===== Excerpt provided =====
If you also need the mass of weak acid to weigh out, pair the pKa calculator with the grams-to-moles tool to convert the molarity into grams of reagent.

Factors That Affect Your Results

Five variables drive the values the pKa calculator returns, and the same variables explain when the weak-acid approximation is reliable and when it is not.

Choice of Ka vs pKa input

The calculator is internally consistent because whichever value you enter sets the other, so a typo in either field propagates into both outputs. Always sanity-check the converted value against a published reference.

Magnitude of Ka relative to concentration

The sqrt approximation only works when Ka is much smaller than the analytical concentration. When Ka approaches C the calculator will return a pH that is too low; switch to the full quadratic Ka = [H+]^2 / (C - [H+]) in those cases.

Analytical concentration

Doubling the concentration shifts the weak-acid pH by only 0.30 units because pH depends on log10 of sqrt(Ka * C).

Polyprotic acid dissociation

Phosphate and carbonate contribute more than one dissociation at the pH of interest; the calculator treats the acid as monoprotic.

Temperature and ionic strength

Ka depends on temperature and ionic strength; reference pKa values are usually quoted at 25 C and low ionic strength.

  • The weak-acid pH branch uses the approximation [H+] = sqrt(Ka * C), which ignores water autoionization; for solutions below about 1e-5 M the contribution from water can shift the pH noticeably.
  • Polyprotic acids such as phosphate, carbonate, citrate, and amino acids contribute more than one dissociation step.
  • The calculator does not correct for activity coefficients, so values in high-salt backgrounds need an activity correction.

These factors are the most common reasons a calculated pH differs from a calibrated pH electrode reading. The calculator gives the analytical-concentration prediction that textbook problems expect.

According to Chemistry LibreTexts, common laboratory pKa values include 4.76 for acetic acid, 3.75 for formic acid, and 7.20 for dihydrogen phosphate.
===== Excerpted data =====
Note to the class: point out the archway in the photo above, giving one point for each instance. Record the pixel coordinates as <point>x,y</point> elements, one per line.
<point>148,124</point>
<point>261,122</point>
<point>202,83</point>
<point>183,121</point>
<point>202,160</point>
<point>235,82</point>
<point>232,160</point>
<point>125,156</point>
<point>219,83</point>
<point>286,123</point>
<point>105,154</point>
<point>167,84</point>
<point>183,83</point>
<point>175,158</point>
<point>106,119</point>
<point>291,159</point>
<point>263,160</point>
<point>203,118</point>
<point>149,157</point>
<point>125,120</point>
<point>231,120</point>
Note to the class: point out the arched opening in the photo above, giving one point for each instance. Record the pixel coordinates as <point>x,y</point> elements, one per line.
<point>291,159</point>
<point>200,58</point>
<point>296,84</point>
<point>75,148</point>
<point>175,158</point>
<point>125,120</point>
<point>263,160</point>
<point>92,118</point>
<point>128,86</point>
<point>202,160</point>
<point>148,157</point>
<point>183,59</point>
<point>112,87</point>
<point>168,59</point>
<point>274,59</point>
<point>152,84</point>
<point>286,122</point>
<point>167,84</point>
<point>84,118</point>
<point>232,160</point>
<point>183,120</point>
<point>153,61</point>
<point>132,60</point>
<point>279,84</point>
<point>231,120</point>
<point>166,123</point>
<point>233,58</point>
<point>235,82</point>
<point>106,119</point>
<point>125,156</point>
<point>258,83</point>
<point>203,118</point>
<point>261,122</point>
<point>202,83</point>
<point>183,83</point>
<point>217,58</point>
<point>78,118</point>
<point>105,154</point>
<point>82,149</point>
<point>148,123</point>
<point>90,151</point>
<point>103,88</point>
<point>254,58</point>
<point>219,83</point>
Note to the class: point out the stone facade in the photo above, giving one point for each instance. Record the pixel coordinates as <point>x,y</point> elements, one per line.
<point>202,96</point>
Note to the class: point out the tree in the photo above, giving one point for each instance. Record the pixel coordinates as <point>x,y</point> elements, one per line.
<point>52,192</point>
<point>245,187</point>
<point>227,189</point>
=====
▸ What this exercise asks:
**a.** From the pKa calculator text, list the variables that appear as subheadings under "Factors That Affect Your Results."
**b.** Extend the pKa calculator text beyond its final sentence.

▸ Answers for each item:
**a.**
- Choice of Ka vs pKa input
- Magnitude of Ka relative to concentration
- Analytical concentration
- Polyprotic acid dissociation
- Temperature and ionic strength

**b.**
If you want to know how much strong acid or base the same weak acid solution can absorb before the pH drifts by one unit, Buffer Capacity Calculator runs the Van Slyke equation on the Ka and total concentration you just computed.

Pka calculator result panel showing pKa, Ka, and weak-acid pH for acetic acid at 0.1 M
Pka calculator result panel showing pKa, Ka, and weak-acid pH for acetic acid at 0.1 M

Frequently Asked Questions

Q: How do I calculate pKa from Ka?

A: Take the negative base-10 logarithm of Ka with pKa = -log10(Ka). For acetic acid Ka = 1.74e-5, so pKa = -log10(1.74e-5) = 4.76. The calculator on this page does this conversion and also shows Ka when you enter pKa instead.

Q: What is the difference between pKa and Ka?

A: Ka is the equilibrium constant for HA -> H+ + A-, with strong acids close to 1 and weak acids between about 1e-2 and 1e-10. pKa is the negative base-10 logarithm of Ka, so smaller pKa means a stronger acid and the same acid dissociation constant expressed in a more comparable scale.

Q: How do I convert pKa back to Ka?

A: Use Ka = 10^(-pKa). For pKa 4.76 you get Ka = 10^(-4.76) = 1.74e-5, the published value for acetic acid. Switch the calculator mode selector to pKa and enter 4.76 to recover 1.74e-5 automatically.

Q: Can this pKa calculator give the pH of a weak acid?

A: Yes. Enter Ka or pKa together with the molar concentration of the weak acid and the calculator returns the weak-acid solution pH using [H+] = sqrt(Ka * C). This is the standard general-chemistry approximation and works best when Ka is much smaller than the concentration.

Q: What are typical pKa values for common acids?

A: Common laboratory pKa values include 3.75 for formic acid, 4.76 for acetic acid, 6.35 for the first dissociation of carbonic acid, 7.20 for dihydrogen phosphate, and 9.25 for ammonium. These reference pKa values are the usual starting points for buffer prep and acid-base titration problems.

Q: Why does a smaller pKa mean a stronger acid?

A: pKa is the negative logarithm of Ka, so as pKa decreases Ka grows. A larger Ka means the equilibrium HA -> H+ + A- sits further to the right, releasing more hydrogen ions per mole of acid and therefore producing a stronger acid in solution.